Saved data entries
┌────────
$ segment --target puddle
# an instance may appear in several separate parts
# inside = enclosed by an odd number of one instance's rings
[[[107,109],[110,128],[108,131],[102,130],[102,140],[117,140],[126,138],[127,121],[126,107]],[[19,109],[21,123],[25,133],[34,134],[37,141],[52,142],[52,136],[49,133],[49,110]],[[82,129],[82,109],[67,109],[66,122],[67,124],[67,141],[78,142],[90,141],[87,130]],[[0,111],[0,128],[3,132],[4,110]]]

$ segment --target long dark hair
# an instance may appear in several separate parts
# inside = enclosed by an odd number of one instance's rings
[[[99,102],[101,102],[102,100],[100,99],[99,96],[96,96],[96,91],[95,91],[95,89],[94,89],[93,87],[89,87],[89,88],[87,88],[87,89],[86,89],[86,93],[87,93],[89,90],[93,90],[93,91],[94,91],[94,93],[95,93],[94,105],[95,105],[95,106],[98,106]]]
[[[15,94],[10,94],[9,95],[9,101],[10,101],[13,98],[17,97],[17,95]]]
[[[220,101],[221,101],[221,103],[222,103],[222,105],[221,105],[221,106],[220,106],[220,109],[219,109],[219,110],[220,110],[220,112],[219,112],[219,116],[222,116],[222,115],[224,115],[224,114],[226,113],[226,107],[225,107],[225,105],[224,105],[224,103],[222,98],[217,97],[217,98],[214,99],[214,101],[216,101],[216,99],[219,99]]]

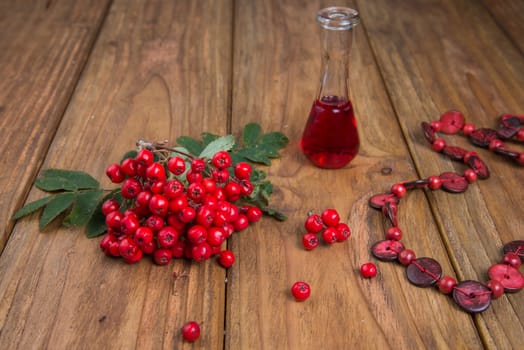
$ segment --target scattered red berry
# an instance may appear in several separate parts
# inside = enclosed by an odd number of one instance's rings
[[[223,250],[218,254],[218,263],[226,269],[235,263],[235,254],[230,250]]]
[[[313,250],[318,247],[319,240],[316,234],[306,233],[302,236],[302,245],[306,250]]]
[[[360,266],[360,274],[364,278],[373,278],[377,275],[377,267],[372,262],[362,264]]]
[[[340,221],[340,215],[335,209],[326,209],[322,212],[321,215],[322,222],[324,225],[329,227],[335,227]]]
[[[311,295],[311,287],[303,281],[298,281],[291,287],[291,294],[296,301],[304,301]]]
[[[195,321],[190,321],[182,327],[182,337],[187,342],[194,342],[200,337],[200,326]]]

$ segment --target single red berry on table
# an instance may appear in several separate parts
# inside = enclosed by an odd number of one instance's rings
[[[324,223],[322,222],[320,215],[311,214],[307,217],[304,227],[308,232],[318,233],[324,228]]]
[[[326,226],[335,227],[340,222],[340,215],[335,209],[326,209],[321,214],[322,222]]]
[[[106,215],[106,226],[120,232],[120,222],[124,218],[124,214],[115,210]]]
[[[520,260],[520,256],[517,253],[509,252],[504,254],[504,257],[502,258],[502,263],[511,265],[514,268],[518,269],[522,264],[522,261]]]
[[[337,242],[338,231],[334,227],[328,227],[322,231],[322,240],[327,244],[333,244]]]
[[[143,246],[146,244],[149,244],[153,241],[154,234],[153,231],[149,227],[140,226],[133,236],[135,242],[138,244],[138,246]]]
[[[235,263],[235,254],[231,250],[223,250],[218,254],[218,263],[225,268],[233,266]]]
[[[181,332],[184,340],[192,343],[200,337],[200,326],[195,321],[190,321],[182,327]]]
[[[504,285],[497,280],[489,280],[486,282],[486,287],[491,289],[491,298],[497,299],[504,294]]]
[[[173,258],[173,252],[170,249],[159,248],[153,252],[153,261],[157,265],[167,265]]]
[[[117,211],[118,209],[120,209],[120,203],[118,203],[118,201],[113,198],[107,199],[102,204],[102,213],[105,216],[113,211]]]
[[[398,226],[392,226],[386,230],[386,238],[400,241],[402,239],[402,230]]]
[[[134,177],[126,179],[122,183],[122,197],[126,199],[133,199],[142,192],[142,184]]]
[[[335,228],[337,230],[337,242],[343,242],[351,236],[351,230],[347,224],[341,222]]]
[[[251,177],[251,172],[253,171],[253,168],[249,163],[246,162],[238,162],[235,165],[235,177],[241,180],[249,179]]]
[[[313,250],[318,247],[318,244],[319,240],[316,234],[310,232],[302,236],[302,245],[304,246],[304,249]]]
[[[442,150],[446,147],[446,141],[444,139],[436,139],[435,141],[433,141],[433,143],[431,144],[431,147],[436,151],[436,152],[442,152]]]
[[[154,215],[165,216],[168,207],[169,200],[161,194],[154,194],[149,200],[149,210]]]
[[[396,183],[393,186],[391,186],[391,193],[393,193],[398,198],[402,198],[407,193],[406,186],[404,186],[404,184],[402,183]]]
[[[239,214],[238,218],[233,222],[233,226],[235,228],[235,231],[242,231],[246,229],[249,226],[249,220],[246,215]]]
[[[428,187],[432,190],[438,190],[442,186],[442,180],[438,176],[430,176],[428,178]]]
[[[186,171],[186,162],[181,157],[169,158],[167,169],[174,175],[182,175]]]
[[[165,181],[166,180],[166,170],[164,166],[160,163],[154,162],[146,168],[146,178],[149,181]]]
[[[471,124],[471,123],[466,123],[464,124],[464,126],[462,127],[462,133],[464,135],[469,135],[471,134],[473,131],[475,131],[475,125]]]
[[[121,183],[126,178],[126,175],[119,164],[111,164],[108,166],[106,169],[106,175],[112,183],[116,184]]]
[[[191,161],[191,171],[194,173],[202,173],[206,168],[206,162],[202,158],[196,158]]]
[[[212,226],[207,229],[207,243],[211,247],[220,246],[226,240],[226,234],[220,227]]]
[[[291,294],[296,301],[304,301],[311,295],[311,287],[304,281],[295,282],[291,287]]]
[[[415,260],[415,258],[415,252],[411,249],[404,249],[403,251],[398,253],[397,256],[398,261],[404,266],[408,266],[409,264],[411,264],[413,260]]]
[[[138,163],[143,164],[145,166],[149,166],[153,164],[153,161],[155,160],[155,155],[150,150],[143,149],[137,153],[135,159]]]
[[[171,226],[165,226],[157,233],[158,245],[162,248],[171,248],[178,241],[178,232]]]
[[[225,169],[231,165],[231,156],[227,151],[218,151],[211,158],[211,163],[218,169]]]
[[[372,262],[360,266],[360,275],[364,278],[373,278],[377,275],[377,267]]]
[[[120,164],[122,171],[127,176],[135,176],[137,173],[137,162],[134,158],[126,158]]]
└────────
WHAT YOU SHOULD DO:
Find each line in the entries above that contains the word "target" and copy it. Case counts.

TASK ANSWER:
$ segment --target puddle
$ segment --target long dark hair
$ segment --target scattered red berry
$ segment --target single red berry on table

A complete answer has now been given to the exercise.